The records:
__________
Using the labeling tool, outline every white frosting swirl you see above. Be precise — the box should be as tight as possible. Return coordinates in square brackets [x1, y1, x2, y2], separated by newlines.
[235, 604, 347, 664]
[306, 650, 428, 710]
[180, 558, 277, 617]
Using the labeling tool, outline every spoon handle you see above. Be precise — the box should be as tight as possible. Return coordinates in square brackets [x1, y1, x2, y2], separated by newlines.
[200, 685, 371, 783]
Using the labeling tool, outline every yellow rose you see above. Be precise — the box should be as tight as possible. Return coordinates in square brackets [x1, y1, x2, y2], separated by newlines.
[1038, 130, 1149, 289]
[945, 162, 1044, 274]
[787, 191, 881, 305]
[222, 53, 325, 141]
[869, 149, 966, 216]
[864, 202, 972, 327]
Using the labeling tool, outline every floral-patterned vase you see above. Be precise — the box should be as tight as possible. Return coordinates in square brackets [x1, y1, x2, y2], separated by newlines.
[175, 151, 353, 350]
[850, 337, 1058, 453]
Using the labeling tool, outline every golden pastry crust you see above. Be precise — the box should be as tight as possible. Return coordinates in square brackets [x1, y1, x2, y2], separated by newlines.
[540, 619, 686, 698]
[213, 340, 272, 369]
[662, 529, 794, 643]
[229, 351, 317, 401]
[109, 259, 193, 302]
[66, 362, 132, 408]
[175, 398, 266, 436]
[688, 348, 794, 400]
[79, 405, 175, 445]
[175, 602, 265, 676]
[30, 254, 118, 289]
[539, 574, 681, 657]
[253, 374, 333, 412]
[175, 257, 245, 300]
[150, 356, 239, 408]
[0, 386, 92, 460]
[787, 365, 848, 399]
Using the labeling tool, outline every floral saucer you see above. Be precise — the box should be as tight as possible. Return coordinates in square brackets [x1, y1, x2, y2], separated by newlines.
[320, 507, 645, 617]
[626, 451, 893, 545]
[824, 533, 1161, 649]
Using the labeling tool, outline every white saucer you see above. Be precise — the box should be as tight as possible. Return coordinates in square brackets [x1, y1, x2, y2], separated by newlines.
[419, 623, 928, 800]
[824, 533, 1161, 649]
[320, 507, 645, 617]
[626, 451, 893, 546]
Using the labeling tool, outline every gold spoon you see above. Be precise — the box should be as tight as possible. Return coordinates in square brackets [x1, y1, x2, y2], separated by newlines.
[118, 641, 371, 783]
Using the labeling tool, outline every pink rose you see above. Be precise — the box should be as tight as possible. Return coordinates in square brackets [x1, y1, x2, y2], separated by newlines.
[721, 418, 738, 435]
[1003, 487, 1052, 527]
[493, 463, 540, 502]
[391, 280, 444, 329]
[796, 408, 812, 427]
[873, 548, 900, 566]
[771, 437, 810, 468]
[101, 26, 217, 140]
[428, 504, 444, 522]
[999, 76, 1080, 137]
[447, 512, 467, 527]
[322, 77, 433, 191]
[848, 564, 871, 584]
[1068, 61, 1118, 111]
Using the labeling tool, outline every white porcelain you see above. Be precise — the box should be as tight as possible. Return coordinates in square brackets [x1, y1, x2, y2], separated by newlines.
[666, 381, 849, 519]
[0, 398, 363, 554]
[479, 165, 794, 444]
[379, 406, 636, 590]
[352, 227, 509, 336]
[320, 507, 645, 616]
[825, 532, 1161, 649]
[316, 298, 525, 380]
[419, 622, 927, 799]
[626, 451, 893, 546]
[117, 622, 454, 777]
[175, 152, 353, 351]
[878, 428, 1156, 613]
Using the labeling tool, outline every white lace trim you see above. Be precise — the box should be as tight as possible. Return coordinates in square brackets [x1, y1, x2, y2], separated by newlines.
__________
Exercise prompt: Each entry should be reproduced in the output exactly.

The completed task:
Using the labeling tool, outline every white frosting swirl you see above. Be precise — the box should be as tight as possible. Return coordinates in square brackets [x1, y1, x2, y2], separated by newlines.
[235, 604, 347, 664]
[306, 650, 428, 710]
[180, 558, 277, 617]
Using the labeling tool, outline every spoon handle you see above. Be precise — the box should be as tight as possible. Return coordinates in square brackets [x1, y1, x2, y2], separated by newlines.
[200, 685, 371, 783]
Using the labeling tool, outline every yellow rose you see above. Be precise — the box should be as tight as possible. Return coordinates in square brackets [x1, y1, x2, y2], separated by newlines.
[1038, 130, 1149, 289]
[945, 162, 1044, 274]
[787, 191, 881, 305]
[222, 53, 325, 141]
[869, 149, 966, 216]
[864, 202, 972, 327]
Using the labeling tool, outline every floral-patterned vase you see above. Be precise — the box should be as tight as possible. Return coordinates in square brackets [x1, y1, x2, y2], separated by newlines.
[175, 151, 353, 350]
[850, 337, 1058, 453]
Using the labeling tool, outline every golden pastry crust you see above. Be precise — the box should be as tight as possible. Return coordinates in square brackets [x1, y1, x2, y2], separated by newlines.
[540, 619, 686, 698]
[213, 340, 272, 369]
[662, 529, 794, 643]
[229, 351, 317, 401]
[109, 259, 193, 302]
[66, 362, 132, 408]
[175, 398, 266, 436]
[688, 348, 794, 400]
[79, 405, 175, 445]
[175, 602, 265, 676]
[30, 254, 118, 289]
[539, 574, 681, 657]
[253, 374, 333, 412]
[175, 257, 245, 300]
[150, 356, 239, 408]
[0, 386, 92, 460]
[787, 365, 848, 399]
Using the labeling tool, outline every floral saucer you see above. Be precise — the box should be as tight as possible. Return coordinates in square brackets [x1, y1, x2, y2], separated by newlines.
[320, 507, 645, 617]
[626, 451, 893, 545]
[824, 533, 1161, 649]
Using the labeling tool, outline every white saucer you see above. Be precise — the box should be as tight as possible. Return coordinates in square brackets [x1, y1, x2, y2], separated by newlines.
[419, 623, 928, 800]
[824, 533, 1161, 649]
[320, 507, 645, 617]
[626, 451, 893, 546]
Using the labeling tool, outline every gold spoon you see above. Be precise — the box should be as tight as possible. Return coordinates in square brackets [x1, y1, x2, y2], separated by newlines.
[118, 641, 371, 783]
Using the labeling tool, outline every pink rose you see above. Be precise — the box should be as tight as possible. Return coordinates in square brackets [x1, y1, x2, y2], separated by newlines.
[721, 418, 738, 435]
[1003, 487, 1052, 527]
[493, 463, 540, 502]
[391, 280, 444, 329]
[796, 408, 812, 427]
[873, 548, 900, 566]
[771, 437, 810, 468]
[101, 26, 217, 140]
[428, 504, 444, 522]
[999, 76, 1080, 137]
[447, 512, 467, 527]
[322, 77, 433, 191]
[848, 564, 871, 584]
[1068, 61, 1118, 111]
Using the labeling tool, outline every white porcelain you see above. Be precise — the box should be as tight as possible. Return coordinates in square brackets [x1, y1, x2, y2], separated by newlines.
[666, 381, 849, 519]
[0, 398, 363, 554]
[479, 165, 794, 444]
[379, 406, 636, 590]
[352, 227, 509, 336]
[320, 507, 645, 616]
[825, 532, 1161, 649]
[316, 298, 525, 380]
[419, 622, 927, 799]
[626, 451, 893, 546]
[117, 622, 454, 777]
[175, 152, 353, 351]
[878, 428, 1156, 613]
Using the labeling tool, outline every white lace trim you see above. Be precise — the box should be as tight as possible. Return coordinates in square brackets [x1, y1, x2, y2], separated by newlines.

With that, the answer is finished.